Rewrite the stretch from the line containing "[locate] the metal" through the last of the rows, requests included, and shift every coordinate in the answers up by 97.

☆ ☆ ☆ ☆ ☆

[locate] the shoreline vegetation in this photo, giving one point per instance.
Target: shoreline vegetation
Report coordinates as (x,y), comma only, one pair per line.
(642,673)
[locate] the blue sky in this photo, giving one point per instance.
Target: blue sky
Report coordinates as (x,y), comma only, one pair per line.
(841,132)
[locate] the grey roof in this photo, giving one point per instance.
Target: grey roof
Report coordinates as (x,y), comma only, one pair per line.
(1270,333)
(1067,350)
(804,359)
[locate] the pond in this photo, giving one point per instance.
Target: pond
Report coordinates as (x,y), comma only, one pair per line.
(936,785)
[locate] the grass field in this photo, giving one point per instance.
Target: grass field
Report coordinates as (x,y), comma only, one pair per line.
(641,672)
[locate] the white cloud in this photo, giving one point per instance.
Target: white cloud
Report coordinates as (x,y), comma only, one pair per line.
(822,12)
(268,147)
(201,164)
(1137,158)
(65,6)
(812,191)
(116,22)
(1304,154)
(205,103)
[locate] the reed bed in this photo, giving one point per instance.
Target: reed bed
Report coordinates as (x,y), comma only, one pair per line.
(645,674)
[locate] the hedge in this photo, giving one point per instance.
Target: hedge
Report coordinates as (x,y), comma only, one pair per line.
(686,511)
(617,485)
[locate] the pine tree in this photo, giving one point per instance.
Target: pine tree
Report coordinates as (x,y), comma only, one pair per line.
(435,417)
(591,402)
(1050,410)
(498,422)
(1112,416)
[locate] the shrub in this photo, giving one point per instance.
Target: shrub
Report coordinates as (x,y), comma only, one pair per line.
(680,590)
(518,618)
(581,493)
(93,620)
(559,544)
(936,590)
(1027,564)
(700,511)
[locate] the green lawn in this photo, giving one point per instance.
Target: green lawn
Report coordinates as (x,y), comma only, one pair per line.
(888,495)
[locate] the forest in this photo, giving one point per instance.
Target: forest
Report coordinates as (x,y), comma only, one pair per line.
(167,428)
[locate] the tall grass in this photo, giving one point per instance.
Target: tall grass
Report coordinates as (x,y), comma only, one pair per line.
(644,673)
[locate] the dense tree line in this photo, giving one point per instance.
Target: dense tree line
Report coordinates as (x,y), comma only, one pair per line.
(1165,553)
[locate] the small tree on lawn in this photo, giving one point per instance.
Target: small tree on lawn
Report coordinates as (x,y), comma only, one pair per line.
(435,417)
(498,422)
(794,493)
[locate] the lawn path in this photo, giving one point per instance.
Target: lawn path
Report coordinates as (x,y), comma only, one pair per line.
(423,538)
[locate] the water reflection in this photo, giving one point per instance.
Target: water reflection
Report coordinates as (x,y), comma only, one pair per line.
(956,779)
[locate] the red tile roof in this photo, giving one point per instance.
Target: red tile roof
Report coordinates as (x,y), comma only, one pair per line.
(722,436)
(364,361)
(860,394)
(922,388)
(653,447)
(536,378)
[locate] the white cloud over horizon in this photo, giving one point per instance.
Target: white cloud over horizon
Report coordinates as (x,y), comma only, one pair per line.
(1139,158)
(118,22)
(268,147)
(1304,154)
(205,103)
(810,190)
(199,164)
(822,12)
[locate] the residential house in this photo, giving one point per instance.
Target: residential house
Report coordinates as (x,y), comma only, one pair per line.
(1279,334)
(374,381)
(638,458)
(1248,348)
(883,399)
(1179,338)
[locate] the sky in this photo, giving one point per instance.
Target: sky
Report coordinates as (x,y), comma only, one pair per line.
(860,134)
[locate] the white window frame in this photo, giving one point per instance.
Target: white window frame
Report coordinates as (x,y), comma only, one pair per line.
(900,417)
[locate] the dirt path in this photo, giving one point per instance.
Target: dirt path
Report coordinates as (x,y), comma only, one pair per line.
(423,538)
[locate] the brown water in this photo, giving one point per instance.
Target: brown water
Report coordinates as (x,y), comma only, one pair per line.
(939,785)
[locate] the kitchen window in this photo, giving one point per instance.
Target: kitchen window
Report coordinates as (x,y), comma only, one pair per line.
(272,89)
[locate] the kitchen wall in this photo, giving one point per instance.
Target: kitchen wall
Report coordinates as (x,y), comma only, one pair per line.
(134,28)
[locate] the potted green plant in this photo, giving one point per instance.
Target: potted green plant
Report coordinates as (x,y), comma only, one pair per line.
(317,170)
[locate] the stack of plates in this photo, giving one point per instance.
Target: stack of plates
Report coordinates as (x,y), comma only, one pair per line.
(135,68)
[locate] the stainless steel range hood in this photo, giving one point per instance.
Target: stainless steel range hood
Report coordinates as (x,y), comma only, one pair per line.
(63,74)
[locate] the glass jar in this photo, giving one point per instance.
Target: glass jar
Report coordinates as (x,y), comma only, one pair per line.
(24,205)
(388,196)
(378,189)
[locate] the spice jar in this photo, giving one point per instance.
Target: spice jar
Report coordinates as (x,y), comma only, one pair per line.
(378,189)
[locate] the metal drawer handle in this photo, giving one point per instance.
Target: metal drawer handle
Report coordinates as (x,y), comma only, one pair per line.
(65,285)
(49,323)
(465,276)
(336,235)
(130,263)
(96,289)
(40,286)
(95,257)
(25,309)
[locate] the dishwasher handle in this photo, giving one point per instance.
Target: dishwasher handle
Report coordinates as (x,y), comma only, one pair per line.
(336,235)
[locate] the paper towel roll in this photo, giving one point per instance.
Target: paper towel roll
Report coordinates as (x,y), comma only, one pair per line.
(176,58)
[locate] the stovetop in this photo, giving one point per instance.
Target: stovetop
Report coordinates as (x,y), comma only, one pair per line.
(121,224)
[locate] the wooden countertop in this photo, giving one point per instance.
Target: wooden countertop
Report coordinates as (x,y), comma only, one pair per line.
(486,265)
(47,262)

☆ ☆ ☆ ☆ ☆

COMPLETED TASK:
[locate] the metal drawer handle in this photo, giving one point per instance.
Target: metal drawer handle
Report coordinates as (x,y), comma only, one pair per line.
(162,382)
(146,420)
(562,373)
(433,332)
(227,360)
(193,386)
(137,383)
(192,354)
(122,406)
[locate] the dishwasher handle in this photo, giving one point per instance.
Target: dishwasher handle
Report coordinates as (x,y), comma only, one pair per line.
(433,332)
[locate] the paper towel roll in this photo, giving one point per instance.
Target: paper towel roll
Report coordinates as (x,y), comma only, one pair per line.
(273,155)
[locate] the stovetop in this photo, giving one point per instance.
Target: stovetop
Report coordinates as (x,y), comma only, one pair per line.
(218,321)
[locate] the wooden countertop in this photo, giving one point per instance.
Target: wooden countertop
Report coordinates as (x,y), comma only, one pair per line.
(583,362)
(144,359)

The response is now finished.